▶ [Task prompt]
List each line in the data below that contains the string "segmentation". Case counts.

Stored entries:
######

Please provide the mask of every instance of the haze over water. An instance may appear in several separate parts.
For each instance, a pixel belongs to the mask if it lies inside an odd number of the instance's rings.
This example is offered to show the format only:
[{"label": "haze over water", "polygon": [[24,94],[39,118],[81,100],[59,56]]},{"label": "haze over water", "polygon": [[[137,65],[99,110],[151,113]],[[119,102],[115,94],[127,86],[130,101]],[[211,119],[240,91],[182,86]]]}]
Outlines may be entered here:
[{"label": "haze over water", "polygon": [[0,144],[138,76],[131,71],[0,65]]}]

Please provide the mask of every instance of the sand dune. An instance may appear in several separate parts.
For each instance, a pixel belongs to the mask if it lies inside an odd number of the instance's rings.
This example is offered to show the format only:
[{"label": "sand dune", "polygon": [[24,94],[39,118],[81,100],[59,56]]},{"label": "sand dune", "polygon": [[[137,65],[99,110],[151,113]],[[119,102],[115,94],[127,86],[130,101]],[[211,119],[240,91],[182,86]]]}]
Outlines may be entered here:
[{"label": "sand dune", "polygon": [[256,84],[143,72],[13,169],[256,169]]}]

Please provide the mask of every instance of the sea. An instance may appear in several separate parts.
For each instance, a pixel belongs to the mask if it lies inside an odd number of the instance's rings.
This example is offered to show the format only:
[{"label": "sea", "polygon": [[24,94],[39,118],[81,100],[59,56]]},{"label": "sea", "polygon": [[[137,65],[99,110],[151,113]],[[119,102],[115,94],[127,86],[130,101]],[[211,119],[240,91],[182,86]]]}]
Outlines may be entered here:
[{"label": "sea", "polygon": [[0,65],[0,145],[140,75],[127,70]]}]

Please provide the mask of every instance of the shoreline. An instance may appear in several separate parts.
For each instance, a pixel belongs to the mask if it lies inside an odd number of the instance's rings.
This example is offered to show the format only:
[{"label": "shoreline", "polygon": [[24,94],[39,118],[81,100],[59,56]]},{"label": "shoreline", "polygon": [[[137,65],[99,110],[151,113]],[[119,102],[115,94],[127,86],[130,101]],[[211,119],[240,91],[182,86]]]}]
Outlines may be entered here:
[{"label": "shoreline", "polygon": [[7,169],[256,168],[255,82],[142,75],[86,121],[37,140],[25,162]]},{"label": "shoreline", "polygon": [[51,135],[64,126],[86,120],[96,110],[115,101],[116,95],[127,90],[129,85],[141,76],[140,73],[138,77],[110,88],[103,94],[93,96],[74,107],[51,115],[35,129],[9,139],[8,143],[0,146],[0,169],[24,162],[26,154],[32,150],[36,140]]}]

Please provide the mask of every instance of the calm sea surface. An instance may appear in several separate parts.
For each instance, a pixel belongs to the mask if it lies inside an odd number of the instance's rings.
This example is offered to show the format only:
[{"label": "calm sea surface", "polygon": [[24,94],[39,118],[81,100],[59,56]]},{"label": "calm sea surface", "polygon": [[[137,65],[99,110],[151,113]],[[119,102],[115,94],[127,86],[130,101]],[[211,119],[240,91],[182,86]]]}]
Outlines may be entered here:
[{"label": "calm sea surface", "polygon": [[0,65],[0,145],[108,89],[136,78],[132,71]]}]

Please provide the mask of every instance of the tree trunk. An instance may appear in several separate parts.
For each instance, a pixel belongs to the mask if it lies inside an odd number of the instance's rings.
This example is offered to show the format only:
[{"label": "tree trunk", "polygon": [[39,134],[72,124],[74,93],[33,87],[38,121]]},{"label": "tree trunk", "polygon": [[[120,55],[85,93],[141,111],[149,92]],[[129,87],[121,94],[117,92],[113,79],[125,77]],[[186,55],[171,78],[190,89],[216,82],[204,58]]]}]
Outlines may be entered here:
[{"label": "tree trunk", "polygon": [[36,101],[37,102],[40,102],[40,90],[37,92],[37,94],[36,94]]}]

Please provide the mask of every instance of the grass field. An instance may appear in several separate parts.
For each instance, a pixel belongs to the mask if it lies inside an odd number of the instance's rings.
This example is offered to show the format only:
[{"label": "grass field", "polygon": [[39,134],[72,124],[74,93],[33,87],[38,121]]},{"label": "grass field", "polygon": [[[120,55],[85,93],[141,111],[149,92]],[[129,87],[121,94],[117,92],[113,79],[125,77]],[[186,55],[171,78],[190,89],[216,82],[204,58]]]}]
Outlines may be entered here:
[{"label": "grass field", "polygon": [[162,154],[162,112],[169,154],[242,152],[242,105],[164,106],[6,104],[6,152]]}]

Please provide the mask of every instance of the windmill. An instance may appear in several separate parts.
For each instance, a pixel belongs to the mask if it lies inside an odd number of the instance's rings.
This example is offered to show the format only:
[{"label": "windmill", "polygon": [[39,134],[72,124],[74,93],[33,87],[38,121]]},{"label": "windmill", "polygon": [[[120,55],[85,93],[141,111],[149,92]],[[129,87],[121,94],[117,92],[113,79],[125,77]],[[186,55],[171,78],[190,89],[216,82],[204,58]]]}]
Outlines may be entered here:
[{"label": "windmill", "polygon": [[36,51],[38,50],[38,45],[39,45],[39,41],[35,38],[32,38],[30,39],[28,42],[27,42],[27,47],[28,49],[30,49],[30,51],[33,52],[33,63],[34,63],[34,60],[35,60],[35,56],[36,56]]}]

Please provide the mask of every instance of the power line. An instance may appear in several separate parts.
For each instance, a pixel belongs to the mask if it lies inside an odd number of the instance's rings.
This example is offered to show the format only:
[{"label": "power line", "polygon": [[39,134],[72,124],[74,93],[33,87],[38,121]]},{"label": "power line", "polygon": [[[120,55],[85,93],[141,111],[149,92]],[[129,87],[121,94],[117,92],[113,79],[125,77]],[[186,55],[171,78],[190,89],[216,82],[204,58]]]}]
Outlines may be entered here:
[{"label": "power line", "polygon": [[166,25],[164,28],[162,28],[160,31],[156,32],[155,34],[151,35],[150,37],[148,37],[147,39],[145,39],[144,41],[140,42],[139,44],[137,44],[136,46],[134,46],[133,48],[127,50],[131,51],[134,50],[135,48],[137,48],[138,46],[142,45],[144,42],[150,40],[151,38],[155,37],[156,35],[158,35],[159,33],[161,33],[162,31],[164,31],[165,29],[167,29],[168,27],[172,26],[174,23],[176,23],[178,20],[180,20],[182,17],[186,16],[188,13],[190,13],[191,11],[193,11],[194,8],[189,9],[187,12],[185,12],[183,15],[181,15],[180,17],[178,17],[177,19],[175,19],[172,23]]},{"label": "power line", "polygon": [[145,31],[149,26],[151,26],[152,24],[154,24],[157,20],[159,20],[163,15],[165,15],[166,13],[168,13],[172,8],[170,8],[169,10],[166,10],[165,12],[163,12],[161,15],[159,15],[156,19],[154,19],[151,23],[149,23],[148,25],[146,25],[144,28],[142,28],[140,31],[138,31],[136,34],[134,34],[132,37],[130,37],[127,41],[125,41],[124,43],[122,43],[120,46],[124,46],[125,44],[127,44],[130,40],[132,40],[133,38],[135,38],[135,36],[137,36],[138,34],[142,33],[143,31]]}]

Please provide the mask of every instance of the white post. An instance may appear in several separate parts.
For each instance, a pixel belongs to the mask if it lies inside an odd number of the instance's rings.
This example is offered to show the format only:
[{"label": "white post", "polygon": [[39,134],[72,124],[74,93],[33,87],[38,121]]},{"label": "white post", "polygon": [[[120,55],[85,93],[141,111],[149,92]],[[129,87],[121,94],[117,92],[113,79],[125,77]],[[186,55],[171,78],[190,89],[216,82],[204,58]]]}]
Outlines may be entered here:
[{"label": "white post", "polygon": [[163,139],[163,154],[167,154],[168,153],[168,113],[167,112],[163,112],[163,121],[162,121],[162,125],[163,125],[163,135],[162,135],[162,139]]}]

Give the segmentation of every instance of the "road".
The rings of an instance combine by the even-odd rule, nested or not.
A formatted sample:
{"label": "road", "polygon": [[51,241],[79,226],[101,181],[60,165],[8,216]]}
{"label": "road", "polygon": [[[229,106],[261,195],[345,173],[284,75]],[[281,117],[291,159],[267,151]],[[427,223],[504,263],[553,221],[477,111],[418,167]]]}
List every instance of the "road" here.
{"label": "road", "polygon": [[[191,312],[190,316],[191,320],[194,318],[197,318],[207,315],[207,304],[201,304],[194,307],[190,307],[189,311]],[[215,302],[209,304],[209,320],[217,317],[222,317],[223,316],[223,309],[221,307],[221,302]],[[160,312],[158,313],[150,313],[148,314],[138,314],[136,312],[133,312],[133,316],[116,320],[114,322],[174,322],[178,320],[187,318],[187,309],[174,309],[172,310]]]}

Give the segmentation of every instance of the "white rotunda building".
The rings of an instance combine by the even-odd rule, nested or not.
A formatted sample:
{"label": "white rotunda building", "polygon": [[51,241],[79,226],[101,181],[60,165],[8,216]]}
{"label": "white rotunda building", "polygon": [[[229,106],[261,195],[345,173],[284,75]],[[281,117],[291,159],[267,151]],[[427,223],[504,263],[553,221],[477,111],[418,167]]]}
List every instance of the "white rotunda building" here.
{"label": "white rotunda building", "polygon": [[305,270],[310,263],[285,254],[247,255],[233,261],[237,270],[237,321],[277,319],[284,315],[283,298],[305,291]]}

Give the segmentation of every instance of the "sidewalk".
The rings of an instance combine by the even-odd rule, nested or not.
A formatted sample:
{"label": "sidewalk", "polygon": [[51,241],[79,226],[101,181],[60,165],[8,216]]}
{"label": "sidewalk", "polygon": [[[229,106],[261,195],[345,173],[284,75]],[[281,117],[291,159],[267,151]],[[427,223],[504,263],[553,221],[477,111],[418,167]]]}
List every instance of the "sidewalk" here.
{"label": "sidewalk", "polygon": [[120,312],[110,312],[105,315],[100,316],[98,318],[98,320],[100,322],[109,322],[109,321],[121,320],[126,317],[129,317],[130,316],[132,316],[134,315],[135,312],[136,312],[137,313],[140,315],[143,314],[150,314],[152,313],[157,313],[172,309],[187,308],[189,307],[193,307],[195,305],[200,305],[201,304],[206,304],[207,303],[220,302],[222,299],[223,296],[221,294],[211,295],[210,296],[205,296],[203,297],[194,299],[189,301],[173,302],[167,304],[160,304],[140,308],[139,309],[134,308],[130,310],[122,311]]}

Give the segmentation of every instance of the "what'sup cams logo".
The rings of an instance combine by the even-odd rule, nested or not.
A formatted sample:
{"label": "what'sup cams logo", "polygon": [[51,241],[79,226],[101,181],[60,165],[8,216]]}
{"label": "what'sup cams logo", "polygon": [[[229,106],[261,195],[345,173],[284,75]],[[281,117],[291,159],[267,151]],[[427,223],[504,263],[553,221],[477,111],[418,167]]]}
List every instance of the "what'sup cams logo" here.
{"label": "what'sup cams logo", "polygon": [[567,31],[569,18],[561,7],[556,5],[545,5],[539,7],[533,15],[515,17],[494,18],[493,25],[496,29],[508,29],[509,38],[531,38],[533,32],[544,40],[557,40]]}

######

▶ [Answer to this problem]
Give the segmentation of every instance of the "road".
Give the segmentation of every instance of the "white rotunda building".
Give the segmentation of every instance of the "sidewalk".
Give the segmentation of every instance of the "what'sup cams logo".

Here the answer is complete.